(Available records Opens)

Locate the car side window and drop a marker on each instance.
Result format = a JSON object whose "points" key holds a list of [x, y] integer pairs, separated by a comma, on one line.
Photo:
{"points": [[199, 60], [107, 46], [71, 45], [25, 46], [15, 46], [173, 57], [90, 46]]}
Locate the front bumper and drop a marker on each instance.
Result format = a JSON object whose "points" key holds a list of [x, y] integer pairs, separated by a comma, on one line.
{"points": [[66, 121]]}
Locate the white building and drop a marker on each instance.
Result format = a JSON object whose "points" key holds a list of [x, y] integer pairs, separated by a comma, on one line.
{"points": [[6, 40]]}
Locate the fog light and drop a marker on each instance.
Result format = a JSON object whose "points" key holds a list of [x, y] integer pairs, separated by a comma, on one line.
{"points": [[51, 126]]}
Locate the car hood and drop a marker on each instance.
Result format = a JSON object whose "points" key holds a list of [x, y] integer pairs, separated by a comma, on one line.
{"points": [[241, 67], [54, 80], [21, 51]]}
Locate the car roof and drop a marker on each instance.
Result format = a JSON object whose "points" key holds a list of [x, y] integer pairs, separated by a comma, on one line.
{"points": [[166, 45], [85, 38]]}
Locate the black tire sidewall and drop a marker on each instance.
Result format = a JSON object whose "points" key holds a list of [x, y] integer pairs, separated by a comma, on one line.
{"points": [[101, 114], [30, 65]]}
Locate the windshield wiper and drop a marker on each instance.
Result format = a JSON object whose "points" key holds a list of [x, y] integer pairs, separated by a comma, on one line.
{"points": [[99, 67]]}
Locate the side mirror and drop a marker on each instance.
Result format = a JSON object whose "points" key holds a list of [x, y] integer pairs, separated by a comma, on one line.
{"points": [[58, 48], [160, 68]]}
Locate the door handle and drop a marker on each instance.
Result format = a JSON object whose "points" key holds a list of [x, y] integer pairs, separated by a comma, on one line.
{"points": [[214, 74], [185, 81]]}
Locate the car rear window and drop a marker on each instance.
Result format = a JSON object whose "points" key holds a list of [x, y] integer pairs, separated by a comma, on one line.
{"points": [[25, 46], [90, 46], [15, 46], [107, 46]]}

(Available records Closes)

Requirement:
Extract every line of the records above that contains the word "instance".

Final answer:
Locate the car side window and drop a marker on each instance.
Locate the front bumper and drop a marker on each instance.
Locate the white building and drop a marker on each instance.
Locate the fog light and drop a marker on each instance.
Locate the car hood and drop a marker on each instance.
Locate the car roof and drop a marker on each instance.
Locate the black tire sidewall and drop a marker on each instance.
Locate the windshield wiper and drop a marker on each instance.
Locate the side mirror and drop a marker on each instance.
Locate the door handle and drop a marker on each instance.
Locate the car rear window and drop a marker on each instance.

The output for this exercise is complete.